Aim:
Quote each of the rows below verbatim, line for line.

Available data:
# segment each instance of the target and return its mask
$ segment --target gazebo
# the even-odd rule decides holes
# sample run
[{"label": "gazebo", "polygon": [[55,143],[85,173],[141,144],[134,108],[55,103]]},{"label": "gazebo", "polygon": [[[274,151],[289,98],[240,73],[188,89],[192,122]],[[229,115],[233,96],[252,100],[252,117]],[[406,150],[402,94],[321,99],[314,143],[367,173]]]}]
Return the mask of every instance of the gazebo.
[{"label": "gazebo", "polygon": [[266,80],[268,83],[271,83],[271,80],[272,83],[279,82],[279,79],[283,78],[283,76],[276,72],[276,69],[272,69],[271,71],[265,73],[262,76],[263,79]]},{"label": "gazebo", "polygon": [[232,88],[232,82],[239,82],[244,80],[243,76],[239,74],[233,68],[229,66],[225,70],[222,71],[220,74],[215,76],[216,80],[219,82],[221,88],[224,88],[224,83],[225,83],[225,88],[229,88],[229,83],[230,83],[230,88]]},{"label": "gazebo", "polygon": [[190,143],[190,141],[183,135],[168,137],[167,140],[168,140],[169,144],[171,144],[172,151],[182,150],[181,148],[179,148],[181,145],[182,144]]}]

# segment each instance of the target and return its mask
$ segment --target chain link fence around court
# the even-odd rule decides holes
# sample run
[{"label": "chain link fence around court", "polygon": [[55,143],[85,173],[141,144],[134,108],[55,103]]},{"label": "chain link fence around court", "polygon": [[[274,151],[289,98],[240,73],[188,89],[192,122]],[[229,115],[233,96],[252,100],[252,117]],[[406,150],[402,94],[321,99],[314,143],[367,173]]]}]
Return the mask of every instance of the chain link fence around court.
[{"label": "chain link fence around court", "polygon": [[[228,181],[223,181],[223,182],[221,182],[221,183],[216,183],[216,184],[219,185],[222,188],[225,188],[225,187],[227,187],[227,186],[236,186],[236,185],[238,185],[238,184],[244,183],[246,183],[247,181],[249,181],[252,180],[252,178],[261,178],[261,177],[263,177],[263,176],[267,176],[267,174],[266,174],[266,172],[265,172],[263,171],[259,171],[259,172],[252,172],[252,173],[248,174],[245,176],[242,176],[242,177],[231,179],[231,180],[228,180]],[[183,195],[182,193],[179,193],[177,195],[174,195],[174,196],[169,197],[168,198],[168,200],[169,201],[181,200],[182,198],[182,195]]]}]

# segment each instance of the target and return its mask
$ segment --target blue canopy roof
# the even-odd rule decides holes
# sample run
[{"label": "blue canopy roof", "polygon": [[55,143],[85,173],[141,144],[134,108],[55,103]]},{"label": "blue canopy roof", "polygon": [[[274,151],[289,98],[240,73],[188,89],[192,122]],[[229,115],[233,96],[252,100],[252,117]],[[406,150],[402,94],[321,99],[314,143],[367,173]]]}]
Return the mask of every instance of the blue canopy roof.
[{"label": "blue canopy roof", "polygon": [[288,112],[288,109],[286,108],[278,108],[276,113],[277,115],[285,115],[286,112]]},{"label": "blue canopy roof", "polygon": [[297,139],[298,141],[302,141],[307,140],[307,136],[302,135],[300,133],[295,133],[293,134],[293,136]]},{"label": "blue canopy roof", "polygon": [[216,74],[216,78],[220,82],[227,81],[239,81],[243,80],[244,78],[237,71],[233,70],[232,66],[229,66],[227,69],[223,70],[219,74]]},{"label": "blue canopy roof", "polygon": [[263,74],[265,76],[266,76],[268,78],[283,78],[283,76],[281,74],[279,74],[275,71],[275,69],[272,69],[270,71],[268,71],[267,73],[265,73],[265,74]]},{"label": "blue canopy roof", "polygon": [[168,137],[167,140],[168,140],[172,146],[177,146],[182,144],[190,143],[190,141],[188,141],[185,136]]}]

Task answer:
# segment each instance of the target and return its mask
$ segment --target gazebo
# the even-odd rule decides holes
# sample run
[{"label": "gazebo", "polygon": [[55,143],[85,173],[141,144],[134,108],[55,103]]},{"label": "gazebo", "polygon": [[[274,151],[289,98],[240,73],[188,89],[192,122]],[[229,115],[233,96],[252,100],[252,117]],[[406,150],[402,94],[321,99],[314,143],[367,173]]]}]
Return the mask of every instance of the gazebo.
[{"label": "gazebo", "polygon": [[266,80],[268,83],[271,83],[271,80],[272,83],[279,82],[279,79],[283,78],[283,76],[276,72],[276,69],[272,69],[271,71],[265,73],[262,76],[263,79]]},{"label": "gazebo", "polygon": [[232,88],[232,82],[239,82],[244,80],[243,76],[239,74],[233,68],[229,66],[225,70],[222,71],[220,74],[215,76],[216,80],[219,82],[221,88],[224,88],[224,83],[225,83],[225,88],[229,88],[229,83],[230,83],[230,88]]},{"label": "gazebo", "polygon": [[190,143],[190,141],[183,135],[168,137],[167,140],[168,140],[169,144],[171,144],[172,151],[182,150],[181,148],[179,148],[181,145],[182,144]]}]

# segment each instance of the target and return its mask
$ segment --target chain link fence around court
# the even-odd rule decides holes
# sample run
[{"label": "chain link fence around court", "polygon": [[55,143],[85,173],[141,144],[134,108],[55,103]]},{"label": "chain link fence around court", "polygon": [[[274,151],[289,98],[240,73],[188,89],[192,122]],[[229,115],[233,96],[252,100],[252,117]],[[406,150],[402,94],[321,99],[314,143],[367,173]]]}]
Return the mask of every instance of the chain link fence around court.
[{"label": "chain link fence around court", "polygon": [[[228,181],[223,181],[223,182],[221,182],[221,183],[216,183],[216,184],[219,185],[222,188],[225,188],[225,187],[227,187],[227,186],[236,186],[236,185],[238,185],[238,184],[244,183],[246,183],[247,181],[249,181],[252,180],[252,178],[261,178],[261,177],[263,177],[263,176],[267,176],[267,174],[266,174],[266,172],[265,172],[263,171],[259,171],[259,172],[252,172],[252,173],[248,174],[245,176],[242,176],[242,177],[231,179],[231,180],[228,180]],[[183,195],[182,193],[179,193],[177,195],[174,195],[174,196],[169,197],[168,198],[168,200],[169,201],[181,200],[182,198],[182,195]]]}]

# segment each instance of the target and return its mask
$ segment --target blue canopy roof
# the even-odd rule decides holes
# sample run
[{"label": "blue canopy roof", "polygon": [[55,143],[85,173],[141,144],[134,108],[55,103]]},{"label": "blue canopy roof", "polygon": [[[274,151],[289,98],[240,73],[188,89],[192,122]],[[229,115],[233,96],[252,100],[252,117]],[[406,150],[402,94],[321,99],[314,143],[367,173]]]}]
Return the mask of every instance of the blue canopy roof.
[{"label": "blue canopy roof", "polygon": [[288,112],[288,109],[286,108],[278,108],[276,113],[277,115],[285,115],[286,112]]},{"label": "blue canopy roof", "polygon": [[297,139],[298,141],[302,141],[307,140],[307,136],[302,135],[300,133],[295,133],[293,134],[293,136]]},{"label": "blue canopy roof", "polygon": [[216,74],[216,78],[220,82],[227,81],[239,81],[243,80],[244,78],[237,71],[233,70],[232,66],[229,66],[227,69],[223,70],[219,74]]},{"label": "blue canopy roof", "polygon": [[263,74],[265,76],[266,76],[268,78],[283,78],[283,76],[281,74],[279,74],[275,71],[275,69],[272,69],[270,71],[268,71],[267,73],[265,73],[265,74]]},{"label": "blue canopy roof", "polygon": [[168,137],[167,140],[168,140],[172,146],[177,146],[182,144],[190,143],[190,141],[188,141],[185,136]]}]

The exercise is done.